**What needs to be done:**
Reproduce the stretch of the material from the line containing "Would you mind pinning the balcony railing" through the end of the material, keeping every line. Multiply each coordinate value by 0.5 and round it to a whole number, with halves rounded up.

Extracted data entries
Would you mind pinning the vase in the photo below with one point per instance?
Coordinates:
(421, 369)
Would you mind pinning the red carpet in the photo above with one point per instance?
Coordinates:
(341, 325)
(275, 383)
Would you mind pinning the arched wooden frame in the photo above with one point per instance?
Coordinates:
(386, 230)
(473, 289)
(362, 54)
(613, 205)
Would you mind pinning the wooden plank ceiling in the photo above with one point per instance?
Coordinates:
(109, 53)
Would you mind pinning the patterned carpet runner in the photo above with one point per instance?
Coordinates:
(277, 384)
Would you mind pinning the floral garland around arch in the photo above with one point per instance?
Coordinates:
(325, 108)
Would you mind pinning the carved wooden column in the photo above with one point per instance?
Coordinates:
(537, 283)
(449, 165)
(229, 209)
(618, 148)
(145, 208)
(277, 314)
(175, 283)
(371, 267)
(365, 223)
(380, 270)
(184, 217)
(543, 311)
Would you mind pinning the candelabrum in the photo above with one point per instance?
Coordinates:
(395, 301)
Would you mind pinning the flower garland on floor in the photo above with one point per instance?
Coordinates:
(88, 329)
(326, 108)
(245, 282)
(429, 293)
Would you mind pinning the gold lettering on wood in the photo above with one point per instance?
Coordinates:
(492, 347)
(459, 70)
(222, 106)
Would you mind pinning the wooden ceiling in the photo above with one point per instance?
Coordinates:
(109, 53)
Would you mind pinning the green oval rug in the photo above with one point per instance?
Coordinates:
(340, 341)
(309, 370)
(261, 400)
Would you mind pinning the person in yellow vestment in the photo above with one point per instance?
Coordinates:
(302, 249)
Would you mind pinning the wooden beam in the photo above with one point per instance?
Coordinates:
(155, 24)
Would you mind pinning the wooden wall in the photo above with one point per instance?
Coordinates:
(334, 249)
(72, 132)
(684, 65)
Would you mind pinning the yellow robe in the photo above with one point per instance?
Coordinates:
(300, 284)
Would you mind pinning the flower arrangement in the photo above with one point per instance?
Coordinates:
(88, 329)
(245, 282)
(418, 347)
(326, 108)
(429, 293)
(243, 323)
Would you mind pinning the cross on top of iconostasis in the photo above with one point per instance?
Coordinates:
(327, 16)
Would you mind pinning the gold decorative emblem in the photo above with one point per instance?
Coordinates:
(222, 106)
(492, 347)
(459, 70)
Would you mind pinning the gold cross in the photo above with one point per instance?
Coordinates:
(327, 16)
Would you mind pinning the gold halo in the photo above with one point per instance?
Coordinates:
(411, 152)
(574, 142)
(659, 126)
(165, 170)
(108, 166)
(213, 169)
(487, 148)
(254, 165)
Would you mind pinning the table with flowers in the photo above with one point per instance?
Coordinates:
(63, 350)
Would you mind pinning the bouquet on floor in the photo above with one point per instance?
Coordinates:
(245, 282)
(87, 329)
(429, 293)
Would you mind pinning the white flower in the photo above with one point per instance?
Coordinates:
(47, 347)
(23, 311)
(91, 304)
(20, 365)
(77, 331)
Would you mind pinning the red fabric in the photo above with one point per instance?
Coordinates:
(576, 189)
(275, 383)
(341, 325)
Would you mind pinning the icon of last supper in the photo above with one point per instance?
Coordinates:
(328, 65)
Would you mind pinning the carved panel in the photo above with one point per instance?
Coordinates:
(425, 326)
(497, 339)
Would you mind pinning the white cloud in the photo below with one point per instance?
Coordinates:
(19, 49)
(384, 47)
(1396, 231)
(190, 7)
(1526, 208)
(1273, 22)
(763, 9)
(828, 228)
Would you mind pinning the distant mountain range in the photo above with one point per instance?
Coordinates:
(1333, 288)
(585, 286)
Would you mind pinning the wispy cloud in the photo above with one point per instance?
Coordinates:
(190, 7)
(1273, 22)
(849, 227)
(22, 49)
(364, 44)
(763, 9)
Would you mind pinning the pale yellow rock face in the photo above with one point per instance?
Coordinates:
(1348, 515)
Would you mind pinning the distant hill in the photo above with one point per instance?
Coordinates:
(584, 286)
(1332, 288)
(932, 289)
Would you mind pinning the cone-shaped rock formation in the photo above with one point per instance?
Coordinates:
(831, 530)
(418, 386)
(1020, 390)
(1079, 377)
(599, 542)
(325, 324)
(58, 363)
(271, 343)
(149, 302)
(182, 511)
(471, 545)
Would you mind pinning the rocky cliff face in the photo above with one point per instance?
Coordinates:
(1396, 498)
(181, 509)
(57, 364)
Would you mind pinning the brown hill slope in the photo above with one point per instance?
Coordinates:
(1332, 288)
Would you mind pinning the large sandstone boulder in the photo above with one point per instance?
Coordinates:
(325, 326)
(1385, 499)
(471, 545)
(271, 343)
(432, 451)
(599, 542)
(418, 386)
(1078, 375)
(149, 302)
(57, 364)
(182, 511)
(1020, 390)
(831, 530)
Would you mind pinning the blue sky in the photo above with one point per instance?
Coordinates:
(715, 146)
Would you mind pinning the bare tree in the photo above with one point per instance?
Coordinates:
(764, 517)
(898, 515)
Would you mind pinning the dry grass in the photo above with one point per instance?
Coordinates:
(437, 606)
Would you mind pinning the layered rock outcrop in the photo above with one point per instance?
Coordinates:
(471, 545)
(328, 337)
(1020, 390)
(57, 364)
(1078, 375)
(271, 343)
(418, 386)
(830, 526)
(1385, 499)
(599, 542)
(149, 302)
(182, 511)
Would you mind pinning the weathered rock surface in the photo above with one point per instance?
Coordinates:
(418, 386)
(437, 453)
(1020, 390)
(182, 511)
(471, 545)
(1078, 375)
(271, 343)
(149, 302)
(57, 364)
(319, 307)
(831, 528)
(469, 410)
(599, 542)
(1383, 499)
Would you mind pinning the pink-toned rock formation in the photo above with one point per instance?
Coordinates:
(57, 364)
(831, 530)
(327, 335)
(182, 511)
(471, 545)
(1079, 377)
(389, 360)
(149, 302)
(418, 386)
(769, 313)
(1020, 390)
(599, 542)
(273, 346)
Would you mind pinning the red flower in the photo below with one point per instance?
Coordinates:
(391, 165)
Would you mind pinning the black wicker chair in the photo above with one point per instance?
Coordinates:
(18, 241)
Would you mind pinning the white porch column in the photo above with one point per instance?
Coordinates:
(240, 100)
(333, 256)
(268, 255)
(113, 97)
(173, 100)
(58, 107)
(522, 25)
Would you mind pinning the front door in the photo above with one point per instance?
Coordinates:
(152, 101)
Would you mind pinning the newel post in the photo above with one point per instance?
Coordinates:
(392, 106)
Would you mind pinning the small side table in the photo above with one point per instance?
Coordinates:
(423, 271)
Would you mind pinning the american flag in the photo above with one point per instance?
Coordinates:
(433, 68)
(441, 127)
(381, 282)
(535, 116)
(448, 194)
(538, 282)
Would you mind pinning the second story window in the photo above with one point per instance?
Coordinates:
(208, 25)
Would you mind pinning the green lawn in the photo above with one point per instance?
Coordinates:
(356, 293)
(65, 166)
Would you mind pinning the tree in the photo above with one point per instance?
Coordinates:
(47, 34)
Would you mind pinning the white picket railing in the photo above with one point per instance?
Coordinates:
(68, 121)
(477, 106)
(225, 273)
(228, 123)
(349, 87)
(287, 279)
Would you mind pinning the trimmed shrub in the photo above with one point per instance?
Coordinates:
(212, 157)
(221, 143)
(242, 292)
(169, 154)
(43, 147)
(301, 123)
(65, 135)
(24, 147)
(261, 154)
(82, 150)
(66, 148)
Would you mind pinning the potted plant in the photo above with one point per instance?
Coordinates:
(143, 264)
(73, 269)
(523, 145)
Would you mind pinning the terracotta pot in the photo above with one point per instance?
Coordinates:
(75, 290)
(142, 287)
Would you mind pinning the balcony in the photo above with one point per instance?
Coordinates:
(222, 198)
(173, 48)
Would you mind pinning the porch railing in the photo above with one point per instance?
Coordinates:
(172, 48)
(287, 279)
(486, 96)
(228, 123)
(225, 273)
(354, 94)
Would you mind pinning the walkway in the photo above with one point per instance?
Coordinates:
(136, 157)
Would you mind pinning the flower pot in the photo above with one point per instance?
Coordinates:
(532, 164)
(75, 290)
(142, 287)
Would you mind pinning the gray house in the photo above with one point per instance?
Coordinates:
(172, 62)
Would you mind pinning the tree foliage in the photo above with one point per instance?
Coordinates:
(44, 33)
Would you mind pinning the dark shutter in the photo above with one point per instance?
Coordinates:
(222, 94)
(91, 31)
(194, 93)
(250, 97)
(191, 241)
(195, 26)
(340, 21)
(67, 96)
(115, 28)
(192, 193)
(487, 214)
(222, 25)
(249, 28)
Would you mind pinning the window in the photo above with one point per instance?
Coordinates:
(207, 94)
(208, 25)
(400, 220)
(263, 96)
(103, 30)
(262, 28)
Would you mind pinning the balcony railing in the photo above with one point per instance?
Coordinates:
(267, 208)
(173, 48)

**Response to the exercise:**
Would you mind pinning the balcony railing in the photo above with one point per instance?
Coordinates:
(134, 104)
(87, 24)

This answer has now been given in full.